> **Aim**:
Count the lines in the records below that contain the string "jacket", treating uppercase and lowercase as distinct, and give only the number.

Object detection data
━━━━━━━━━━━━━━━━━━━━
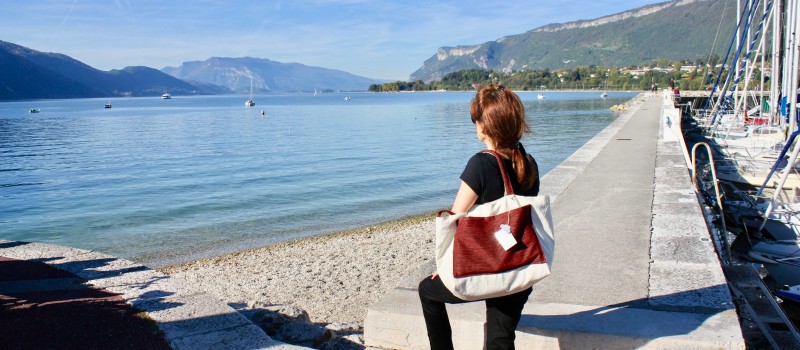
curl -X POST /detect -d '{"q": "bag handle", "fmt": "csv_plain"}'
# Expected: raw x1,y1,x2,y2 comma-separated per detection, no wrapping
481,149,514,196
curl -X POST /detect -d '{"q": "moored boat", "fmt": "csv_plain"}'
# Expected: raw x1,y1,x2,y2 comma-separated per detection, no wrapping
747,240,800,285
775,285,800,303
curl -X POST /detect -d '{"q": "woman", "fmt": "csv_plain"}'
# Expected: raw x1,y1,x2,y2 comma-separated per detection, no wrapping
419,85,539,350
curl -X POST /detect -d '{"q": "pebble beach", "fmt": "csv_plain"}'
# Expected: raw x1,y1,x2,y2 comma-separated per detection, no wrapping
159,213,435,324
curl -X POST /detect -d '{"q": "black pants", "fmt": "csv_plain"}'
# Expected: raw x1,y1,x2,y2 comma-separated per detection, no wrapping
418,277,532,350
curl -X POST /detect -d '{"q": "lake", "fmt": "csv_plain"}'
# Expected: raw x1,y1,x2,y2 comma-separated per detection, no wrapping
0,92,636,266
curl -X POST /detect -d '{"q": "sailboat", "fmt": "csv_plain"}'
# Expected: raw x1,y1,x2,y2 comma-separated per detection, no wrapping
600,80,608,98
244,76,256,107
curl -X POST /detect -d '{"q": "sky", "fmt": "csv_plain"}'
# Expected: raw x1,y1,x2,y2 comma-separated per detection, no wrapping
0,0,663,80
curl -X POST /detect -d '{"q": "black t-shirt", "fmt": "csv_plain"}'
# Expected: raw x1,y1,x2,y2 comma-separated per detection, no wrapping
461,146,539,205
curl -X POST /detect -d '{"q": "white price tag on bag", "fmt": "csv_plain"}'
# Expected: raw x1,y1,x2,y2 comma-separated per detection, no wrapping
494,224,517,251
━━━━━━━━━━━━━━━━━━━━
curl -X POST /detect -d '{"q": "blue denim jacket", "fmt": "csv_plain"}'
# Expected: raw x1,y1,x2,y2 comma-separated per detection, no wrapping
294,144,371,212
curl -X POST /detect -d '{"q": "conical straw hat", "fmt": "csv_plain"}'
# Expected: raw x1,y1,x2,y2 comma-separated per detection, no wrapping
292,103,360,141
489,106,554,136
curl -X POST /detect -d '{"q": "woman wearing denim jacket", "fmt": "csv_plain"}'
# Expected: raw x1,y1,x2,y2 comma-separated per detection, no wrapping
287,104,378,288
━━━━━━━━━━━━━━━━━━━━
> **Solution for this exercise**:
2